- WORK TO DO: Count the lines in the data below that contain the word "balloon" and reply with only that number.

- - -

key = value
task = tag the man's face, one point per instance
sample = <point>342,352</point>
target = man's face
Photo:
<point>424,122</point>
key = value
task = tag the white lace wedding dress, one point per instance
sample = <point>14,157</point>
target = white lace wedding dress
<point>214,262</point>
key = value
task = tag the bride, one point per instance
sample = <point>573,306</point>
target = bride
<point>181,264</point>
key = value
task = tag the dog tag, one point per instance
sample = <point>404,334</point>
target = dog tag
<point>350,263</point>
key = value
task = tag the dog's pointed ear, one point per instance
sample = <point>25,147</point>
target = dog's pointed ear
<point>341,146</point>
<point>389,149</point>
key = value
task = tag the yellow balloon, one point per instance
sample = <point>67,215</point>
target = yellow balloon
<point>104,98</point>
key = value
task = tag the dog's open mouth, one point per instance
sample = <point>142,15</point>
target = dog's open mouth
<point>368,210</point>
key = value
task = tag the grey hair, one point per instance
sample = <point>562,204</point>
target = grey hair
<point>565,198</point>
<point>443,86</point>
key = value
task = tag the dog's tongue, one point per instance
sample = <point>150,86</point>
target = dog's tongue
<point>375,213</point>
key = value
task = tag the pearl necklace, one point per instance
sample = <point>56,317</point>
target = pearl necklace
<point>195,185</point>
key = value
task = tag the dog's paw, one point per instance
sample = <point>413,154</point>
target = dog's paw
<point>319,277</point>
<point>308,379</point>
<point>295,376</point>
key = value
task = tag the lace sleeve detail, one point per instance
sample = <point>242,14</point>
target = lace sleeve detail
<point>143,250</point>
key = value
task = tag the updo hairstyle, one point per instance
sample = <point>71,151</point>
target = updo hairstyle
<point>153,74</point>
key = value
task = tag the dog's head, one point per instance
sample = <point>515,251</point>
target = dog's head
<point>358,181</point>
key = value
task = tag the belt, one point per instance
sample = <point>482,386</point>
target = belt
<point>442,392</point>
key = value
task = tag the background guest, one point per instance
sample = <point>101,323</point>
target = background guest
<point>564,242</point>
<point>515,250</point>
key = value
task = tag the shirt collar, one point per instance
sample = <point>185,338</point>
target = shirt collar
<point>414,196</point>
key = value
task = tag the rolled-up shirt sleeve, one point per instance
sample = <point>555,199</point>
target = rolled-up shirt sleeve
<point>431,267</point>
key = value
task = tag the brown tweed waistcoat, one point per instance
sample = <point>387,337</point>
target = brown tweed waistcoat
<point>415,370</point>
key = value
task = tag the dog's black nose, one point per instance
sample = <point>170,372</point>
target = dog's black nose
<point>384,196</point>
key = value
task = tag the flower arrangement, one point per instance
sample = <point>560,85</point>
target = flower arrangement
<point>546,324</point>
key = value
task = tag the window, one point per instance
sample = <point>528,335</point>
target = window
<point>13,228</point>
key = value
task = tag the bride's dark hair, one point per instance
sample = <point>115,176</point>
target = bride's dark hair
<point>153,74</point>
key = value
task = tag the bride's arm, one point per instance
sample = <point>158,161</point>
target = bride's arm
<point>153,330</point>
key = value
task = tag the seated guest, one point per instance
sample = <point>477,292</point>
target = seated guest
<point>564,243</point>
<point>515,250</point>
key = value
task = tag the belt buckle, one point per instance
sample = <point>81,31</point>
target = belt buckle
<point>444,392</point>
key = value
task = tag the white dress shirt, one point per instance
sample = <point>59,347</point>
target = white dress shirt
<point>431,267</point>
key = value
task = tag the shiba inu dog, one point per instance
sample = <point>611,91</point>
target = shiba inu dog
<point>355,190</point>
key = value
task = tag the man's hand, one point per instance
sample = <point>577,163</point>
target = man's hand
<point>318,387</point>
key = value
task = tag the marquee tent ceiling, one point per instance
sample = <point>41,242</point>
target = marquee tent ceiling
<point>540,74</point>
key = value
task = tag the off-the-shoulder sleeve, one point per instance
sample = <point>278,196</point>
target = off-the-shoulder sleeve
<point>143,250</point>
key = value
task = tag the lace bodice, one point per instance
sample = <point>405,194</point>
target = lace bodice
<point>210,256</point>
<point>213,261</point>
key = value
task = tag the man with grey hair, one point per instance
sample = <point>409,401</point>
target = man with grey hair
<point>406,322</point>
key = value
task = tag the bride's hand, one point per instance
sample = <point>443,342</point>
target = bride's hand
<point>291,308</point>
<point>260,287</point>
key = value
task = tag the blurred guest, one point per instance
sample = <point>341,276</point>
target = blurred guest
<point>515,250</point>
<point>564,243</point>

- - -

- THE REPLY: 2